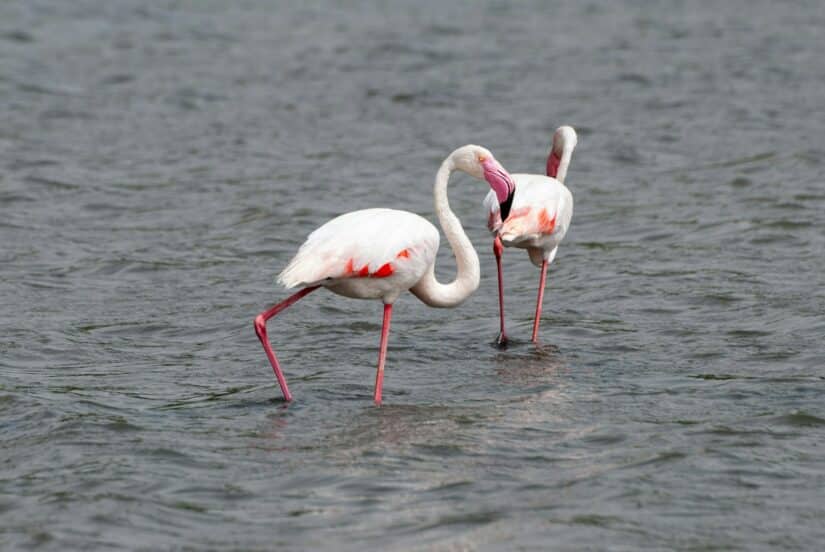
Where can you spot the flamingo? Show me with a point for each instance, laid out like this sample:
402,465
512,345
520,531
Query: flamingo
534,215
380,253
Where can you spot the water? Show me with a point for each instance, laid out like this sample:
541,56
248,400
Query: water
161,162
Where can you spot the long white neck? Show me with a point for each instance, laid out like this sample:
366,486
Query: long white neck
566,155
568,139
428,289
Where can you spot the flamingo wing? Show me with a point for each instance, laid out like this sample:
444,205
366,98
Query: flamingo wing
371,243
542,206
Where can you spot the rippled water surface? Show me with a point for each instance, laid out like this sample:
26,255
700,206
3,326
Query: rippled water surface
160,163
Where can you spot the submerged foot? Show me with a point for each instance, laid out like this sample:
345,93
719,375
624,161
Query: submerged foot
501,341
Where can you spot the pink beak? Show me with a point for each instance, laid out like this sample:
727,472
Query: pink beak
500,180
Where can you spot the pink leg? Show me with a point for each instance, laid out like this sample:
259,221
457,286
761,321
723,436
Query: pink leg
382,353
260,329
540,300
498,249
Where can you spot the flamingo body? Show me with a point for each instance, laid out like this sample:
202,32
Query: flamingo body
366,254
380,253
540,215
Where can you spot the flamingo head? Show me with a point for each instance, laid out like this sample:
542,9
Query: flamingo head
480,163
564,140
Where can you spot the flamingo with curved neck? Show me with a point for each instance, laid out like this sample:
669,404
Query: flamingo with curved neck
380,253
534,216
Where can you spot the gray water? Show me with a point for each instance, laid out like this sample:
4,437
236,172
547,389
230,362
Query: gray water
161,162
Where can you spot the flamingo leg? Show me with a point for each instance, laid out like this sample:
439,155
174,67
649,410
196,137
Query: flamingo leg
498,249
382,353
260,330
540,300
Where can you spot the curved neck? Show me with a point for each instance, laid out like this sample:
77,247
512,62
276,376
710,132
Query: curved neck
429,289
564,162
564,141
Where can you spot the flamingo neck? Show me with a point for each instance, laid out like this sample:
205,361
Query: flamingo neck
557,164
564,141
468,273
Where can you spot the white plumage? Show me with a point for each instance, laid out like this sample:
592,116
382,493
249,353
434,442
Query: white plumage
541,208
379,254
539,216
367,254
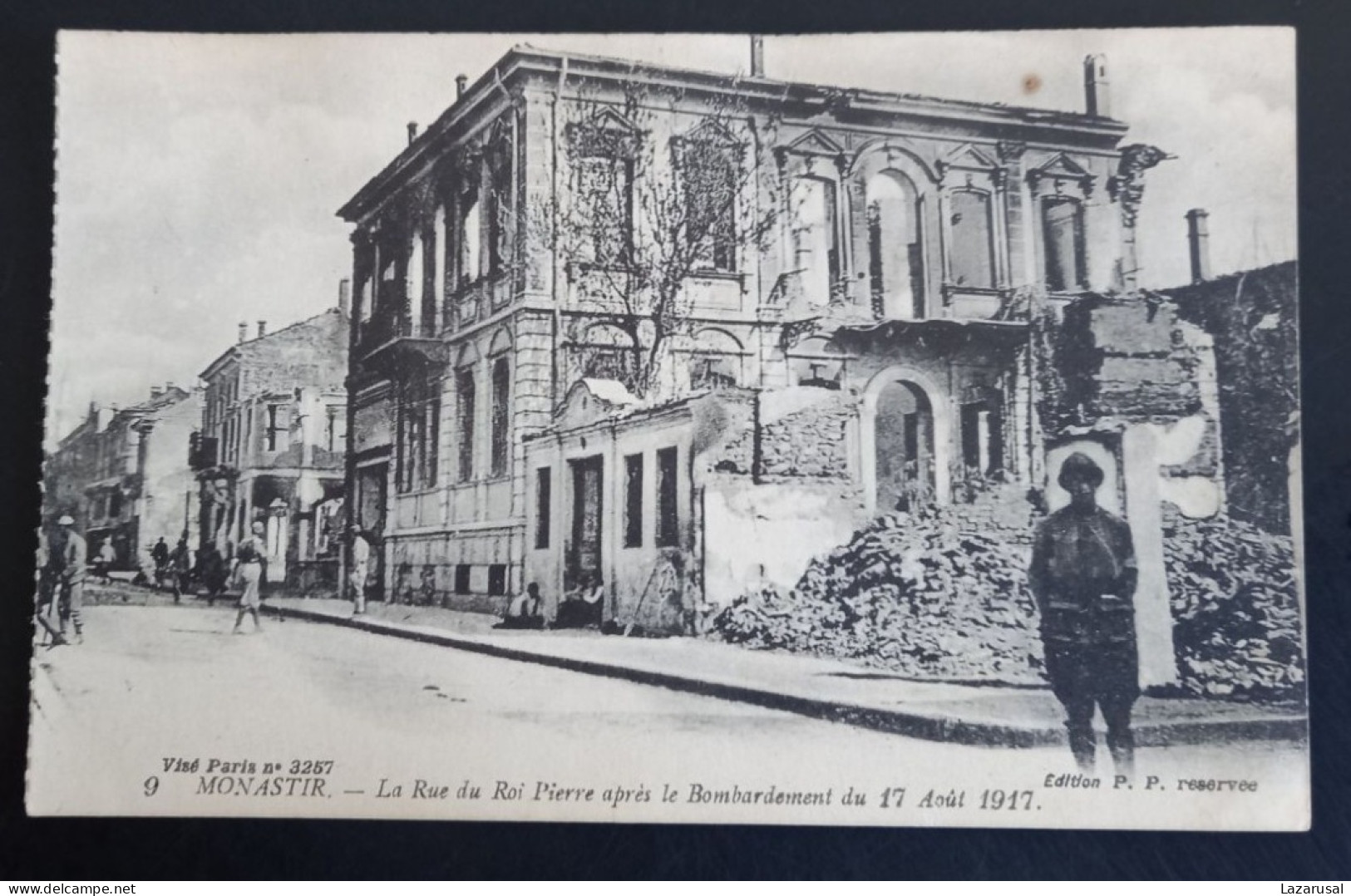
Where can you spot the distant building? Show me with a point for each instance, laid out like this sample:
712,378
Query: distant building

================================

INSTRUCTIONS FOR THE TASK » Reproduce every one of the entries above word for word, omitting the pictures.

COMPLETE ANSWER »
Where can you spot the flamingo? Show me with a point for each instance, laid out like this sample:
402,465
512,345
520,531
Query: flamingo
534,215
380,253
Where can you spot the water? Show me with a point for each instance, laid out like this sample:
541,56
248,400
Query: water
161,162
Where can you spot the long white neck? Show me with a point for each instance, laid out like this sample:
366,486
Query: long white neck
566,155
568,139
428,289
Where can you spot the flamingo wing? Show me with a point for each instance, laid out like this sample:
444,205
366,98
Query: flamingo wing
371,243
542,206
Where can you spot the rippled water surface? Show me with a point for each instance, laid out like this sample:
26,255
700,206
3,326
Query: rippled water surface
160,163
Where can you spot the submerged foot? Show me with a point for each instance, laid out like this sample:
345,93
719,375
624,161
Query: submerged foot
501,341
Where can you spot the pink beak? Show me with a point for each instance, laid out like this sample:
727,472
Query: pink beak
500,180
Where can you spot the pink leg? Show me with a point for each instance, laid out like this sample:
259,221
457,286
761,321
723,436
Query: pink leg
382,353
260,329
540,300
498,249
Where can you spot the flamingo body? Show me with a point for each instance, laid out like this sample:
202,32
Query: flamingo body
366,254
380,253
540,215
Where can you spot the flamingo head? Show me with a point for each instance, laid out like this sample:
542,9
Query: flamingo head
480,163
564,140
Where can you spot the flamingo with curved neck? Show me with a point for each instance, laid out like this sample:
669,404
Query: flamingo with curved neck
380,253
534,216
Where can you spot the gray water? Show me with a point for each instance, laid out like this sample:
4,437
236,172
547,389
230,362
Query: gray water
161,162
Where can you spot the flamingo leg? Show me with a point for each instance, laid out like this sample:
439,155
174,67
649,410
196,137
Query: flamingo leg
498,249
382,353
260,330
540,300
Where can you spot the curved neck? Show me with a point for each instance, laid out like this sample:
77,247
512,62
276,376
710,132
Query: curved neck
429,289
564,162
564,141
Where can you spot the flamingo neck? Show me with a point for each instance, laid out like this sample:
205,361
Query: flamingo neck
557,164
564,141
468,273
Where can you spot the white plumage? Show me with a point for each instance, laid out like this sample:
592,116
382,493
249,353
434,442
Query: white plumage
541,208
379,254
539,216
367,254
Where can you spot the distant building? Show me with a point for each instance, laid out like this sample:
712,378
Query: distant building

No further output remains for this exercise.